* _Excerpts of location labeling data_
----

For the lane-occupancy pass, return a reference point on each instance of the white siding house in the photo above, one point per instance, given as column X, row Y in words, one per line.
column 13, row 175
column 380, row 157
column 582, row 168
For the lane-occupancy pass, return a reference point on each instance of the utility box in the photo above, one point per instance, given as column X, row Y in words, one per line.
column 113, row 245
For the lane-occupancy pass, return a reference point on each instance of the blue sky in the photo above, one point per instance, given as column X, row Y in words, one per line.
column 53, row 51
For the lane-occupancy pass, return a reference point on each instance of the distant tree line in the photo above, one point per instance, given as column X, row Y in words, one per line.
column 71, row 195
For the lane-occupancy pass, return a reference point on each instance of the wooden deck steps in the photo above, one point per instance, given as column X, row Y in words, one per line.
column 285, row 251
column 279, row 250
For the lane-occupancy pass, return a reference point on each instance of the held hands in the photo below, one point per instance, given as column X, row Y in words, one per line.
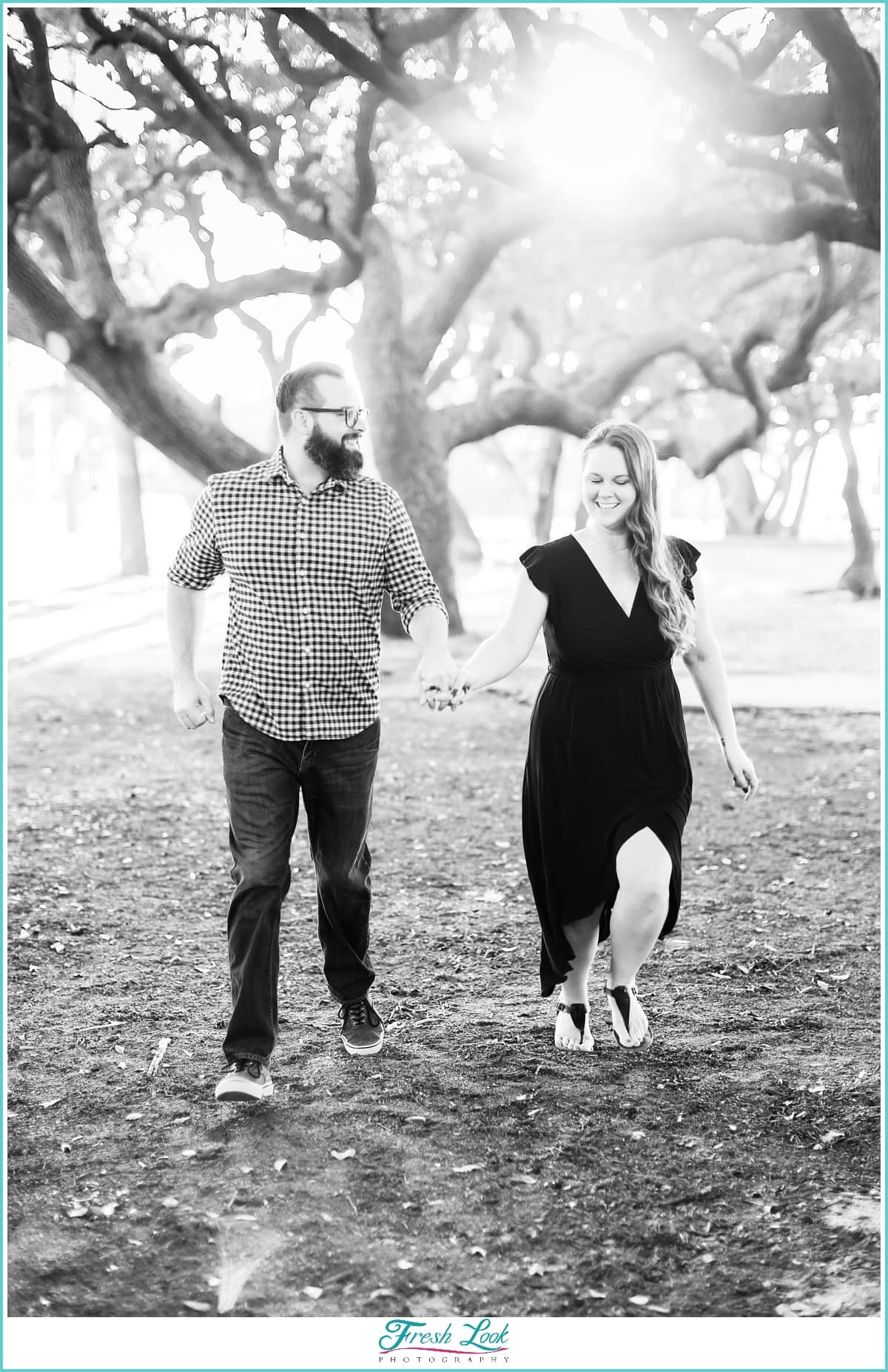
column 741, row 769
column 441, row 682
column 192, row 703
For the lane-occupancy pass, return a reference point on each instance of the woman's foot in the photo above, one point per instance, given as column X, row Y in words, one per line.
column 628, row 1018
column 571, row 1028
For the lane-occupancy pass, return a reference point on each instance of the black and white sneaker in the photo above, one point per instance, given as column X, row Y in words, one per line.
column 245, row 1080
column 363, row 1031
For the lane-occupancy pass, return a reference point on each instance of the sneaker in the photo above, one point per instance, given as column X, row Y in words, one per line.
column 245, row 1080
column 363, row 1031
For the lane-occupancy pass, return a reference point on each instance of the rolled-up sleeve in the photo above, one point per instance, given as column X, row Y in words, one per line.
column 406, row 575
column 198, row 560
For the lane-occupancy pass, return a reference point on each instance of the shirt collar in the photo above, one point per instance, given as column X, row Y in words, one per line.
column 278, row 469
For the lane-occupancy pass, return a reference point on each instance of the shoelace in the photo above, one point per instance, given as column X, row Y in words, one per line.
column 253, row 1069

----

* _INSTRUCTION_
Recast the records above as a Markdown table with the columns Number and Line, placing each line in its own numbered row and skipping blank lines. Leave the pictures out.

* _REPLY TO THE EXERCISE_
| Number | Line |
|---|---|
| 1 | For the lane-occupancy pass, return a reference point on each instance of the white siding house in the photo above, one point per instance, given as column X, row Y in words, one per line. |
| 2 | column 13, row 175 |
| 3 | column 380, row 157 |
| 4 | column 582, row 168 |
| 5 | For the lane-occupancy pass, return a reference point on each instance of the utility box in the photo above, one point per instance, given as column X, row Y in words, one per line. |
| 6 | column 113, row 245 |
| 7 | For the lane-occupancy pass, return a reference point on each instance of the blue sky in the photo above, one point per instance, given as column X, row Y in words, one per line. |
| 8 | column 53, row 51 |
| 9 | For the lane-occupancy pass, return a reference point on each instance of the distant tree line in the photo above, one point per instance, given as column X, row Y in words, one per line. |
| 10 | column 71, row 195 |
| 11 | For the lane-occupancy pass, return a reference point on each instance of the wooden deck steps in the photo above, one point per instance, given as column X, row Y in words, one per line. |
| 12 | column 285, row 251 |
| 13 | column 279, row 250 |
| 14 | For the lane-occupancy pass, return a reference point on each instance of the held hands in the photo below, one point per instance, given as column X, row Y in words, one per line. |
| 15 | column 741, row 769 |
| 16 | column 441, row 682 |
| 17 | column 192, row 703 |
| 18 | For the lane-occupancy pass, return a reference point on each instance of the woman's foot in the photo above, one point per instance, given as column X, row Y in words, one per line. |
| 19 | column 628, row 1018 |
| 20 | column 571, row 1028 |
| 21 | For the lane-occupancy pass, return a reference point on each instance of the black and white sneaker in the photo above, one point per instance, given as column X, row Y in words, one per line. |
| 22 | column 245, row 1080 |
| 23 | column 363, row 1031 |
| 24 | For the lane-occupancy pass, return a reference point on each instance of the sneaker in the photo above, one point per instance, given as column X, row Y in words, one per line. |
| 25 | column 245, row 1080 |
| 26 | column 363, row 1031 |
| 27 | For the lane-occupancy pass, return a reference point on each instance of the rolled-up sleeve in the photo above, one point per instance, given as column X, row Y in words, one per line. |
| 28 | column 406, row 575 |
| 29 | column 198, row 560 |
| 30 | For the lane-occupancy pass, return a reference point on each instance of the shirt collar in the photo above, one point per instance, given as column X, row Y in words, one per line. |
| 31 | column 278, row 469 |
| 32 | For the lane-occupancy pass, return a reference point on each instance of the shoelace in the photo above, one point per instance, given as column X, row Y in words, one per line. |
| 33 | column 253, row 1069 |